Material to process>
=-=-=

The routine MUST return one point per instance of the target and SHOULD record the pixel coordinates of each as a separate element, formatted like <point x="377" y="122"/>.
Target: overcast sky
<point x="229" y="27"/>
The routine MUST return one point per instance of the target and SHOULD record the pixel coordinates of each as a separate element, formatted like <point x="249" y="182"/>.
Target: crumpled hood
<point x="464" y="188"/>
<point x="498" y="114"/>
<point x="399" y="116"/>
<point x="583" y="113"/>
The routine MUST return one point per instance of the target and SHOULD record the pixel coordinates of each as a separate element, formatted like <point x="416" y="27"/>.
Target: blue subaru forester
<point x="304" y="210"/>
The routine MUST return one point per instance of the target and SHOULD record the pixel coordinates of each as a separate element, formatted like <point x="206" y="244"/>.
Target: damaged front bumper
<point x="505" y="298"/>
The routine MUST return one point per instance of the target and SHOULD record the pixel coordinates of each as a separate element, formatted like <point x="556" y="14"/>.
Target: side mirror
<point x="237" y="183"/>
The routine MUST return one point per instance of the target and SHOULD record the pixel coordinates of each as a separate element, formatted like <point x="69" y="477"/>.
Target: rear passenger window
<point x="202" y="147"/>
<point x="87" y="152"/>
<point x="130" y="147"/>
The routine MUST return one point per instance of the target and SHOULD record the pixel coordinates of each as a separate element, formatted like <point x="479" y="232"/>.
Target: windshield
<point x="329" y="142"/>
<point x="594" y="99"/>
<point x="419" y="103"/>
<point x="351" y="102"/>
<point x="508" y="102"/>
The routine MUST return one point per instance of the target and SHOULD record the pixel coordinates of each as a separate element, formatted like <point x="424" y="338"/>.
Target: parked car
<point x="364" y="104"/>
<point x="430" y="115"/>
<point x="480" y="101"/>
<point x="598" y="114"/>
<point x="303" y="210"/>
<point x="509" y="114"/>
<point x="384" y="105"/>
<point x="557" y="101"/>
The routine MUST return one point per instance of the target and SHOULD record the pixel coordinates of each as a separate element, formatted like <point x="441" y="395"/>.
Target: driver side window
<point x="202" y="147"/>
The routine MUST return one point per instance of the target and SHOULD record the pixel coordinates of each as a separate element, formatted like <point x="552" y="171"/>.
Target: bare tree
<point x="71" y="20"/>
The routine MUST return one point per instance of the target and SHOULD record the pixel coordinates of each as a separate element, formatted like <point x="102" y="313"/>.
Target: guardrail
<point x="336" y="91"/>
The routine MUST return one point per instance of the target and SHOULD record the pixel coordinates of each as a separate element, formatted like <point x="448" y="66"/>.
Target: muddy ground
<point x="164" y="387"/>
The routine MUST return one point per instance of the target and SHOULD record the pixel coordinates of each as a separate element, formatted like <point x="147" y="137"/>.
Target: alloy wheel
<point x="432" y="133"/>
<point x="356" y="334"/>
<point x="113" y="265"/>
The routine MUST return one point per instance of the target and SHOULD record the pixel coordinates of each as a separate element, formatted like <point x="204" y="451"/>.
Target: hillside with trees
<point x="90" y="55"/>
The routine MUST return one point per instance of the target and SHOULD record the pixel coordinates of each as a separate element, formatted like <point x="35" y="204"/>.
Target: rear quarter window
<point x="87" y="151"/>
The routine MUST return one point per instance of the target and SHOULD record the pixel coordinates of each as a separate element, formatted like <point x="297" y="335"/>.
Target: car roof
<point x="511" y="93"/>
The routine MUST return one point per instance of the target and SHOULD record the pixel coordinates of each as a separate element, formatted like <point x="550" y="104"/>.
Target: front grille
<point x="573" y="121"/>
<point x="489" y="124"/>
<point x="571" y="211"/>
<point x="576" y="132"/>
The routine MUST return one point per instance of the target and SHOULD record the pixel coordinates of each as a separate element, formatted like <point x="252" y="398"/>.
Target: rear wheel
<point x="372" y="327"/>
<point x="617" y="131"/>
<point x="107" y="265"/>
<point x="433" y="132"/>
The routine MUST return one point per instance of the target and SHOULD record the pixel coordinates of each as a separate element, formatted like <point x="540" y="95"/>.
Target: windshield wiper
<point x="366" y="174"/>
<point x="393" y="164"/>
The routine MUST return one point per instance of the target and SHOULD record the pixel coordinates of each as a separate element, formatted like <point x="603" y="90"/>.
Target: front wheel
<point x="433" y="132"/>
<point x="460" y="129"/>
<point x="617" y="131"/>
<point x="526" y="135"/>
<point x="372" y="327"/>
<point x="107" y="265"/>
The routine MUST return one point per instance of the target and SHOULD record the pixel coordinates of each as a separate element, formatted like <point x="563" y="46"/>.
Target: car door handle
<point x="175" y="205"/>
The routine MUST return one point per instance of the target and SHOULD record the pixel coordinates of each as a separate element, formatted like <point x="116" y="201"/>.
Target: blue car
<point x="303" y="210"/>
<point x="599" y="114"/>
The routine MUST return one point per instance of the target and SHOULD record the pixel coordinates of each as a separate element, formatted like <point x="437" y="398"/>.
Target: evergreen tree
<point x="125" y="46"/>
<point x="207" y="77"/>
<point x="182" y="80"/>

=-=-=

Exercise instructions> Reproduce the listing in full. Keep it exactly as written.

Solution>
The routine MUST return one point per instance of the target and SHOULD record the pixel coordinates of each as a separate element, formatted like <point x="377" y="122"/>.
Target: overcast sky
<point x="229" y="27"/>
The routine MUST return one point per instance of the target and SHOULD record the pixel coordinates of each as a separate element, formatted like <point x="249" y="182"/>.
Target: crumpled hood
<point x="464" y="188"/>
<point x="498" y="114"/>
<point x="399" y="116"/>
<point x="583" y="113"/>
The routine MUST return one point per instance of the target and SHOULD record the pixel coordinates of each as a separate element, formatted like <point x="416" y="27"/>.
Target: blue subaru forester
<point x="304" y="210"/>
The routine MUST return one point per instance of the target and SHOULD record the pixel coordinates of each as a separate element, formatted like <point x="206" y="244"/>.
Target: damaged front bumper
<point x="505" y="298"/>
The routine MUST return one point per instance of the target and SHOULD record the pixel coordinates of each as a separate element, formatted like <point x="556" y="14"/>.
Target: side mirror
<point x="237" y="183"/>
The routine MUST return one point per instance of the target and SHOULD record the pixel coordinates of each as a separate element, formatted like <point x="69" y="477"/>.
Target: rear passenger window
<point x="202" y="147"/>
<point x="87" y="152"/>
<point x="130" y="147"/>
The routine MUST return one point per instance of the target and SHOULD record the pixel coordinates of each as a separate element, formatted like <point x="479" y="232"/>.
Target: windshield
<point x="329" y="142"/>
<point x="594" y="99"/>
<point x="419" y="103"/>
<point x="351" y="102"/>
<point x="508" y="102"/>
The routine MUST return one point per instance of the target and SHOULD record the pixel coordinates of each as a separate element, formatted like <point x="424" y="338"/>.
Target: parked car
<point x="364" y="104"/>
<point x="430" y="115"/>
<point x="480" y="101"/>
<point x="598" y="114"/>
<point x="303" y="210"/>
<point x="509" y="114"/>
<point x="384" y="105"/>
<point x="557" y="101"/>
The routine MUST return one point per instance of the target and SHOULD record the pixel coordinates of each as a separate element, formatted like <point x="441" y="395"/>.
Target: driver side window
<point x="202" y="147"/>
The routine MUST return one point per instance of the target and SHOULD record the pixel coordinates of each as a separate element, formatted like <point x="552" y="171"/>.
Target: bare tree
<point x="71" y="20"/>
The routine MUST return one point per instance of the target and SHOULD record the pixel coordinates of each as a separate element, formatted like <point x="102" y="313"/>.
Target: guardrail
<point x="336" y="91"/>
The routine MUST return one point per instance of the target and SHOULD record the pixel coordinates of each as a separate element, formatted like <point x="448" y="66"/>.
Target: muddy ground
<point x="164" y="387"/>
The routine MUST return one point per instance of the target and SHOULD record the pixel coordinates of each as a separate element, formatted like <point x="147" y="137"/>.
Target: alloy wheel
<point x="432" y="133"/>
<point x="356" y="334"/>
<point x="113" y="265"/>
The routine MUST return one point per instance of the target and SHOULD record the pixel coordinates of each as a separate element, formatted like <point x="204" y="451"/>.
Target: hillside with trees
<point x="90" y="55"/>
The routine MUST return one point per instance of the target and SHOULD record the pixel coordinates of each as a separate element, formatted like <point x="35" y="204"/>.
Target: rear quarter window
<point x="87" y="151"/>
The routine MUST return one point per instance of the target and SHOULD record the pixel coordinates of each as a separate element, formatted like <point x="297" y="335"/>.
Target: car roof
<point x="511" y="93"/>
The routine MUST return one point per instance of the target and SHOULD record the pixel coordinates of each as a separate element, formatted like <point x="550" y="104"/>.
Target: front grille
<point x="573" y="121"/>
<point x="489" y="124"/>
<point x="571" y="211"/>
<point x="576" y="132"/>
The routine MUST return one point per instance of the target and SHOULD record the pixel coordinates of each as a separate element, formatted like <point x="252" y="398"/>.
Target: rear wheel
<point x="372" y="327"/>
<point x="617" y="131"/>
<point x="107" y="265"/>
<point x="433" y="132"/>
The routine MUST return one point per instance of the target and SHOULD record the pixel coordinates of each as a separate element, formatted like <point x="540" y="95"/>.
Target: windshield wiper
<point x="366" y="174"/>
<point x="393" y="164"/>
The routine MUST return one point per instance of the target and SHOULD record the pixel coordinates of each as a separate element, formatted like <point x="603" y="90"/>.
Target: front wheel
<point x="433" y="132"/>
<point x="460" y="129"/>
<point x="617" y="131"/>
<point x="526" y="135"/>
<point x="372" y="327"/>
<point x="107" y="265"/>
The routine MUST return one point per instance of the target and SHOULD record the pixel coordinates of each as a separate element, formatted like <point x="563" y="46"/>.
Target: car door handle
<point x="175" y="205"/>
The routine MUST return one point per instance of the target and SHOULD record the pixel coordinates of each as a separate element, formatted like <point x="116" y="201"/>.
Target: blue car
<point x="303" y="210"/>
<point x="599" y="114"/>
The routine MUST return one point per instance of the target and SHOULD record the pixel coordinates of each as a separate element, formatted like <point x="437" y="398"/>.
Target: evergreen tree
<point x="125" y="46"/>
<point x="207" y="77"/>
<point x="182" y="80"/>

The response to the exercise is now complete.